Exercise text »
· · · · · · ·

What does research impact mean ? A dilemma for early career researchers
A critical and relatively new component of the Research Excellence Framework (REF), the institution charged with assessing research from Britain’s higher education institutions, is in research impact—defined as “an effect on, change or benefit to the economy, society, culture, public policy or services, health, the environment or quality of life, beyond academia.” In other words, the REF looks to assess what makes your research meaningful to society. How can your work contribute to change? Why should anyone from outside of academia care?
These questions are central to the future of research, but from the view of an early career researcher (ECR) attempting to design a research plan which is at its core trying to answer an academic question, they can be quite nebulous and difficult to confront in a concrete manner. Moreover, the challenge lies in creating a plan that is sufficiently forthright, meaning you will actually follow it, and daring, actually geared towards real impact rather than just box-ticking.
One might be tempted to assume that designing and executing high quality academic work would be sufficient, and lead to appropriate interest from stakeholders, such as policymakers or practitioners. However, this rather naive strategy assumes that your questions are of actual interest to stakeholders, and furthermore that they are vested enough to trust you, the researcher from the ivory tower of academia, to confront their real-world problems. While there is no one size all blueprint for how to properly plan for impact, experts at least agree that it is essential to have a carefully thought out plan that documents how you will transform your research into real change.
Impact Clinics with mentors
To address these issues, the PEAK Urban Oxford cohort organized a one-day workshop that paired ECRs from the cohort to a number of guests with impact expertise. These included senior researchers, university and external REF consultants, staff from UK Research and Innovation, and a policy consultant from Oxford Policy Management. In order to make the most of these pairings, ECRs were tasked with summarizing their research plans and plans for impact in a one page document, each of which was sent to their paired guests beforehand. On the day of the event, the ECRs presented these plans in 6 minute presentations which were followed by pooled questions and comments from the guest impact experts. Then, the guests and ECRs were paired for 30 minute critical conversations focusing on the gaps between the presented impact plans and their actualization.
Juan Pablo Orjuela Mendoza, an ECR in Transport Studies, was paired with mobility expert Professor Gina Porter (Durham University, Department of Anthropology) and economist Eduardo Lora (former chief economist of the Inter-American Development Bank, currently associate at Harvard’s Center for International Development). Juan Pablo felt
"It was very useful to be able to have in depth discussions with experts on how to improve our impact strategy. Both of the guests that I spoke with had very useful and complementary inputs and feedback. Eduardo offered a very grounded view of how to engage local authorities and the national government and even managed to put me in touch with someone in London who is doing research with accessibility and women in Medellin. Gina, on the other hand, offered advice on how to have a more successful recruitment process and how to address possible complications that may arise in our workshops. We also had interesting conversations on useful methodologies and how to work towards the continuity of the project beyond our timeline. In general, I received good comments from our plan thus far, but their input has helped to think about details that only experienced voices could have identified.”

· · · · · · ·

Stored dataset items
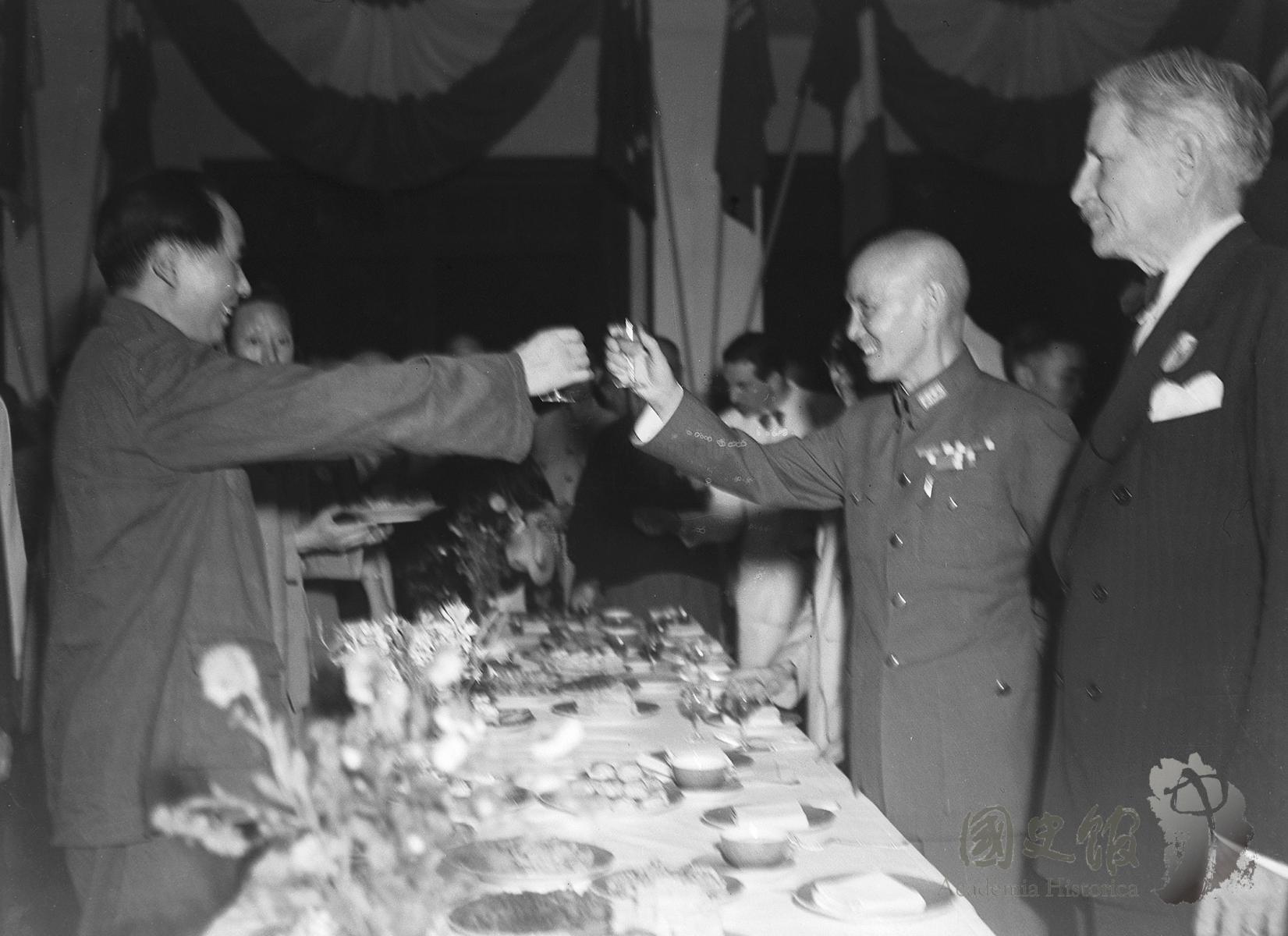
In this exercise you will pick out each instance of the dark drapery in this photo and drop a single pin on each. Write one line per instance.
(1002, 84)
(379, 93)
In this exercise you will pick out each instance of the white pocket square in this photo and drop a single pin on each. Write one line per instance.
(1171, 401)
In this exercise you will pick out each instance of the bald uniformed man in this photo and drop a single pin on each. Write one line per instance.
(946, 487)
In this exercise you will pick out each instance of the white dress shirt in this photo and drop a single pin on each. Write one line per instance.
(1179, 271)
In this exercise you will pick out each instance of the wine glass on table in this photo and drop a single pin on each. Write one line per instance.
(738, 702)
(696, 702)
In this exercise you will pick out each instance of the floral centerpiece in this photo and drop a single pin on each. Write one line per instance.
(346, 832)
(500, 536)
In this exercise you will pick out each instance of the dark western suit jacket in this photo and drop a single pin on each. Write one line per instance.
(1171, 544)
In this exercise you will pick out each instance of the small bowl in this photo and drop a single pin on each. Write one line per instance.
(700, 768)
(753, 846)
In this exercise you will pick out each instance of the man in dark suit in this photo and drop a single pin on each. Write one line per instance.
(1171, 537)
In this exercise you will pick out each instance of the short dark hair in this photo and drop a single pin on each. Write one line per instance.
(756, 349)
(1031, 340)
(170, 205)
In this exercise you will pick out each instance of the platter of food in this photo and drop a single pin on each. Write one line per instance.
(874, 898)
(623, 885)
(613, 789)
(591, 708)
(726, 817)
(380, 510)
(530, 860)
(555, 913)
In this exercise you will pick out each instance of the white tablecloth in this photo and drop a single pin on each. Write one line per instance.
(676, 836)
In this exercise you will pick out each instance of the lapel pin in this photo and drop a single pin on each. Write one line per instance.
(1180, 352)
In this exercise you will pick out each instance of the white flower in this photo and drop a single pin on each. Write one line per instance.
(449, 753)
(350, 757)
(229, 672)
(360, 675)
(447, 668)
(310, 858)
(393, 700)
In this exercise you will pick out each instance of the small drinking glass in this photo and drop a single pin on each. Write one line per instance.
(696, 702)
(573, 393)
(738, 702)
(625, 335)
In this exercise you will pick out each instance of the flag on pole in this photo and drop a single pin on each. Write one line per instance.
(843, 75)
(132, 92)
(746, 95)
(626, 101)
(13, 98)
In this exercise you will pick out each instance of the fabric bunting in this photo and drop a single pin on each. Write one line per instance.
(380, 93)
(1002, 85)
(746, 95)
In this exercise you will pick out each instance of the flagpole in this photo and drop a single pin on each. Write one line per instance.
(779, 201)
(719, 277)
(675, 243)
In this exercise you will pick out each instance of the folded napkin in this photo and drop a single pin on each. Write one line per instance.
(867, 895)
(787, 817)
(655, 765)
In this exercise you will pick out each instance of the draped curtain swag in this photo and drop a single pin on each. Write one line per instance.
(1002, 84)
(379, 93)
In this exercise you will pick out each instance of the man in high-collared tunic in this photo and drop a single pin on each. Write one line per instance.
(946, 491)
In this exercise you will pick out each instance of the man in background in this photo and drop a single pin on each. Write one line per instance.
(617, 563)
(772, 548)
(1048, 363)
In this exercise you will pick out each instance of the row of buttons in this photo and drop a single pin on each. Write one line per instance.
(1091, 689)
(1001, 688)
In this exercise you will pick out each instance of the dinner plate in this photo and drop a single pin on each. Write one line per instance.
(595, 805)
(619, 615)
(403, 512)
(531, 914)
(726, 817)
(568, 708)
(785, 720)
(937, 895)
(605, 882)
(486, 860)
(736, 757)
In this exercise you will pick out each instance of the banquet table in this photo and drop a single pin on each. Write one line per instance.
(858, 840)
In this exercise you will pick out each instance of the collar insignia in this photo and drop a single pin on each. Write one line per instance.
(930, 395)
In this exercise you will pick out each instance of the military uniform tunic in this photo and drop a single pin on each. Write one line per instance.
(156, 554)
(946, 497)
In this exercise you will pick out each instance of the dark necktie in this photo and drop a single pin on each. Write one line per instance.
(1145, 298)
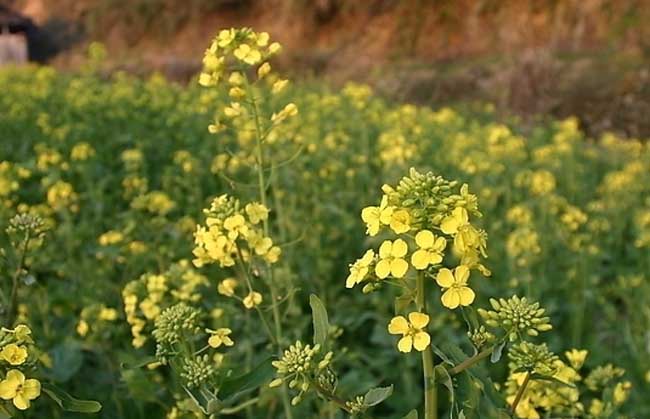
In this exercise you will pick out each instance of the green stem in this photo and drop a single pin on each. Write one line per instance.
(430, 394)
(520, 393)
(470, 362)
(262, 191)
(15, 283)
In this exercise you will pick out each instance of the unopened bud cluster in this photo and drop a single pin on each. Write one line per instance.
(516, 316)
(176, 322)
(198, 371)
(302, 366)
(526, 356)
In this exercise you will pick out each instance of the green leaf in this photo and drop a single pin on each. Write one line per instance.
(497, 352)
(67, 358)
(260, 374)
(413, 414)
(541, 377)
(69, 403)
(374, 396)
(442, 355)
(402, 302)
(319, 316)
(139, 363)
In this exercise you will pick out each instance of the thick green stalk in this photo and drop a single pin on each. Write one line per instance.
(430, 394)
(262, 191)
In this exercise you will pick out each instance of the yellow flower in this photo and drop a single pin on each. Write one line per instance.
(256, 212)
(247, 54)
(263, 70)
(107, 314)
(412, 331)
(596, 408)
(452, 223)
(374, 217)
(430, 252)
(14, 354)
(274, 48)
(279, 86)
(22, 333)
(253, 299)
(359, 269)
(576, 357)
(15, 387)
(289, 110)
(82, 328)
(262, 39)
(273, 255)
(219, 337)
(235, 109)
(235, 225)
(455, 285)
(622, 392)
(391, 255)
(225, 37)
(227, 287)
(259, 243)
(400, 221)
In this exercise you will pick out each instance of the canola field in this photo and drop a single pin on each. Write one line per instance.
(248, 246)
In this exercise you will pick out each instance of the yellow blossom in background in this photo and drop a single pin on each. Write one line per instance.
(400, 221)
(20, 390)
(14, 354)
(288, 111)
(219, 337)
(247, 54)
(412, 331)
(263, 70)
(253, 299)
(83, 328)
(374, 217)
(256, 212)
(227, 287)
(456, 292)
(391, 259)
(359, 269)
(430, 250)
(110, 238)
(576, 357)
(279, 86)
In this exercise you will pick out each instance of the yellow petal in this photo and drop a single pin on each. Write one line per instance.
(385, 249)
(8, 389)
(31, 389)
(462, 274)
(405, 344)
(466, 296)
(399, 249)
(420, 259)
(351, 281)
(450, 299)
(421, 341)
(434, 258)
(21, 403)
(418, 320)
(440, 244)
(382, 269)
(398, 326)
(398, 267)
(449, 225)
(424, 239)
(461, 215)
(445, 278)
(370, 214)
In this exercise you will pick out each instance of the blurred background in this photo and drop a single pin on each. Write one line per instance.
(587, 58)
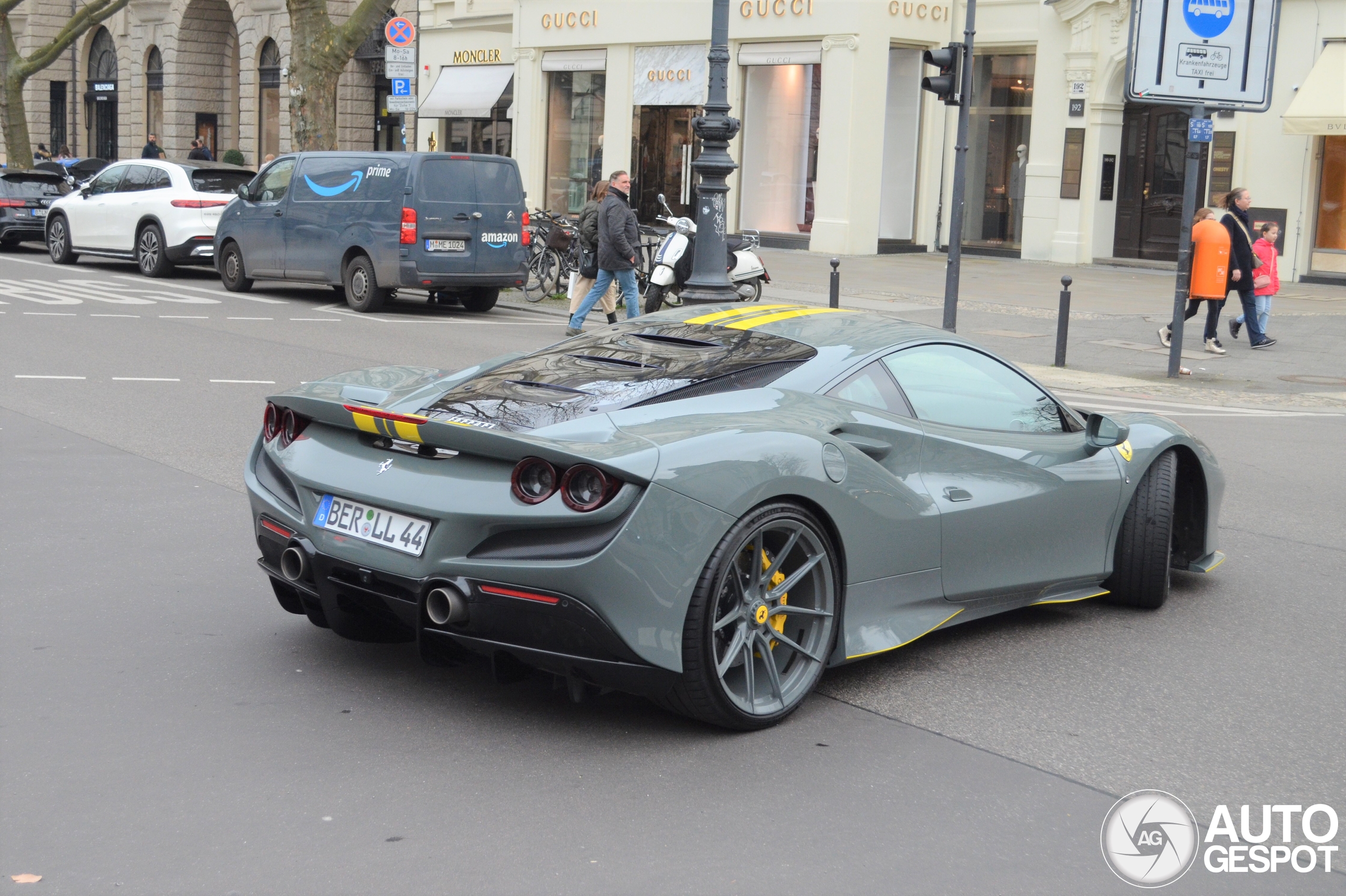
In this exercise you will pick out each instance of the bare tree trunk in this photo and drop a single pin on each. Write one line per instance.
(318, 54)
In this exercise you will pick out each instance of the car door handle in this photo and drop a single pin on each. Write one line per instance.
(873, 447)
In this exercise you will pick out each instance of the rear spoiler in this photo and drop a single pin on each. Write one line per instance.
(594, 439)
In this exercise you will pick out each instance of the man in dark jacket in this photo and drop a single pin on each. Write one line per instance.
(618, 244)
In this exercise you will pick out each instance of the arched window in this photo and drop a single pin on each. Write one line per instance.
(103, 96)
(155, 95)
(268, 105)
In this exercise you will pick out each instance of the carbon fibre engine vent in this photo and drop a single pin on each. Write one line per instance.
(738, 381)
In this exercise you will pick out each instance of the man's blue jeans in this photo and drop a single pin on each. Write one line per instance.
(1263, 304)
(625, 280)
(1255, 332)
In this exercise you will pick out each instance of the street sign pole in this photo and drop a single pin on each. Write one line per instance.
(1189, 208)
(960, 170)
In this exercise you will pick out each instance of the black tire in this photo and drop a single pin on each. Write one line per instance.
(289, 598)
(362, 290)
(59, 245)
(481, 299)
(152, 253)
(734, 587)
(1145, 541)
(653, 298)
(232, 271)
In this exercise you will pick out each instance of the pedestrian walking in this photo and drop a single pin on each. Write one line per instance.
(1213, 306)
(618, 237)
(1244, 261)
(1266, 282)
(589, 258)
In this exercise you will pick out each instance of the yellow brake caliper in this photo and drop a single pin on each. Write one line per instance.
(777, 622)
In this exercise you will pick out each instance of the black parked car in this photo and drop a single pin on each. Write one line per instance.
(25, 197)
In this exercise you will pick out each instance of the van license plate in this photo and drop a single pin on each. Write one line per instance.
(446, 245)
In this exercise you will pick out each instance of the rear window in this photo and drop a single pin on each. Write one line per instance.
(447, 181)
(219, 179)
(34, 188)
(497, 183)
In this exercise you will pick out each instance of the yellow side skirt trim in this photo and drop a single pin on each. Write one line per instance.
(1070, 601)
(910, 640)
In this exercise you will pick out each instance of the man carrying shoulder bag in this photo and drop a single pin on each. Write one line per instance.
(589, 258)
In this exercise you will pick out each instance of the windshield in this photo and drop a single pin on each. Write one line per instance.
(34, 188)
(219, 179)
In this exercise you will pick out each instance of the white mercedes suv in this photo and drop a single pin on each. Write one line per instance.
(154, 212)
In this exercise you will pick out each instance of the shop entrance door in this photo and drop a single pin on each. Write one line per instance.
(664, 151)
(1154, 150)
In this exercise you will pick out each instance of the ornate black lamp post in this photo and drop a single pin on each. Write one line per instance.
(710, 280)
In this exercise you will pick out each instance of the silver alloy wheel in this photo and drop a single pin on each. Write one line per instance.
(57, 239)
(150, 248)
(359, 284)
(773, 614)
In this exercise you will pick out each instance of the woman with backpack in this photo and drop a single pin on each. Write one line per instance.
(1243, 260)
(1266, 282)
(589, 258)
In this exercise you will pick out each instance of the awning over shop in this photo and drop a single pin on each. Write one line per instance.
(796, 53)
(1321, 104)
(466, 92)
(575, 61)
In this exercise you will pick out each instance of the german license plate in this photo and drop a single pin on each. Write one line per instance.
(446, 245)
(372, 524)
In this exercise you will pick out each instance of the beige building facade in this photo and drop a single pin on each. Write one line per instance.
(843, 152)
(183, 69)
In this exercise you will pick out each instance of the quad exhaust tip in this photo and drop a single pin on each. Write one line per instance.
(446, 604)
(292, 564)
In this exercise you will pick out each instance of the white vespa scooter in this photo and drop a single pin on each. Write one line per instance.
(748, 276)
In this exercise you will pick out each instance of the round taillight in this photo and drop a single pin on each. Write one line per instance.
(270, 421)
(585, 488)
(534, 481)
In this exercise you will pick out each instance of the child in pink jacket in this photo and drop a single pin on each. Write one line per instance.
(1265, 249)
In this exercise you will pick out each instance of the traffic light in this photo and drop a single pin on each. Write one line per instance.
(948, 84)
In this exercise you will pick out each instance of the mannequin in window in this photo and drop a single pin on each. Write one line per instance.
(1017, 183)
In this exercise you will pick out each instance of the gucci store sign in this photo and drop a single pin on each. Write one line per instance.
(672, 76)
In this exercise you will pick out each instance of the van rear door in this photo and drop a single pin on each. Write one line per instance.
(447, 233)
(500, 198)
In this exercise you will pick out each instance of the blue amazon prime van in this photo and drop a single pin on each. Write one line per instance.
(369, 224)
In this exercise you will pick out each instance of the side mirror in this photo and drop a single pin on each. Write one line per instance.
(1104, 432)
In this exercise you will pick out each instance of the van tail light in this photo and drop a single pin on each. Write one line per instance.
(408, 234)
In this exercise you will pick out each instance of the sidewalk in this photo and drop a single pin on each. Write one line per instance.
(1010, 306)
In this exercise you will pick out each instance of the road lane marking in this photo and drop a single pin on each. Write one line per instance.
(213, 292)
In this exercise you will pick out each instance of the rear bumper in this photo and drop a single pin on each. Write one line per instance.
(566, 637)
(412, 277)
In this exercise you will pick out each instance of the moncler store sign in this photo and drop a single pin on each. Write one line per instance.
(672, 76)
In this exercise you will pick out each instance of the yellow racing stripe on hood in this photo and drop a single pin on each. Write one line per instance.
(736, 313)
(782, 315)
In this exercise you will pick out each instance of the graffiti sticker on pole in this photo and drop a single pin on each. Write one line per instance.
(400, 33)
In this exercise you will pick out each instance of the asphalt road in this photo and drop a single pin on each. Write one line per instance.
(166, 728)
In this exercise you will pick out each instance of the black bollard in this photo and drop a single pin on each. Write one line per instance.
(1064, 321)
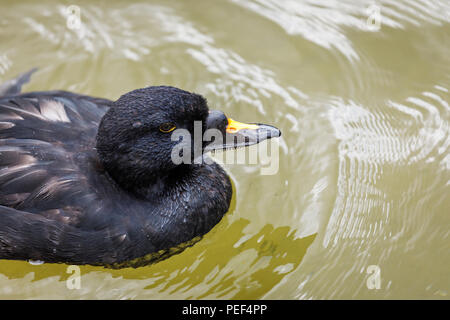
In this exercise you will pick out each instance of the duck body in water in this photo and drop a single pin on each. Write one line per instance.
(85, 180)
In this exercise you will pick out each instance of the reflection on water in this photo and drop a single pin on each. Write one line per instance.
(364, 156)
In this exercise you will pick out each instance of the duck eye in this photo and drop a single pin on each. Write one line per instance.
(167, 127)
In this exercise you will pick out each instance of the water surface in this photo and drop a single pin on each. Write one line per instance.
(364, 160)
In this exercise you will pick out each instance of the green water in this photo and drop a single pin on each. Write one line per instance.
(364, 160)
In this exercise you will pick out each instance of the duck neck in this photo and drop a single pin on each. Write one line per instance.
(148, 184)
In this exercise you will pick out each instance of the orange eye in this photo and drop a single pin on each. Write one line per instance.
(167, 127)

· · · · · · ·

Set of tasks »
**a.** In the article on research impact, how long were the critical conversations between the guests and the early career researchers?
**b.** Pick up the article on research impact after its final sentence and write what comes next.

Task-by-task outputs »
**a.** They lasted 30 minutes.

**b.**
Impact across disciplines is different
While we tried to match ECRs with experts that had at least some overlap with their research, we also tried to offer room for interdisciplinary mixing in order to take participants away from the comforts of their own disciplines.
Yutong Cai, an ECR in the George Institute for Global Health, was paired with one of Oxford’s research impact facilitators Francesca Richards as well as Gina Porter.
“While it is interesting, and indeed very encouraging, to hear about their feedback on my plan, I realised that different scientific disciplines have fundamentally different contexts in terms of research impact. In my field of medical science, I think it's extremely difficult, at least in the short term, to measure a ‘change’ on either health policy or practice, as a result of a piece of research. I think also it is key to think about how to make an impact project sustainable in the long term. We should also acknowledge that researchers are often limited both by funding and the necessary local network support.”
Another concern of research impact is that not every party involved will necessarily benefit from impact—sometimes there are winners as well as losers. For instance, my own project is aimed at understanding links between social inequality and transport as well as residential planning. Jim Coleman -urban lead at Oxford Policy Management- reminded me that not all policymakers may see social inequality as a problem, and some may even have vested interest in keeping the status quo. In my own case, I’ve realized I need to have an actionable plan to show stakeholders that increasing the social integration of the city can lead to better matching between workers and firms, increasing overall productivity.
Achieving impact is a difficult but increasingly important element to research. Having an actionable and realistic plan can involve many activities: identifying and networking into relationships with relevant stakeholders to contribute to the design and implementation of the project, developing a pitch or multiple tailored pitches, comprehensive documentation of the work, and of course doing excellent research work in the first place! Our workshop here helped ECRs to develop these plans and identify gaps in our conceptualizations of impact. As we actualize these plans, we will critically examine what features of our plans were helpful and which fell short.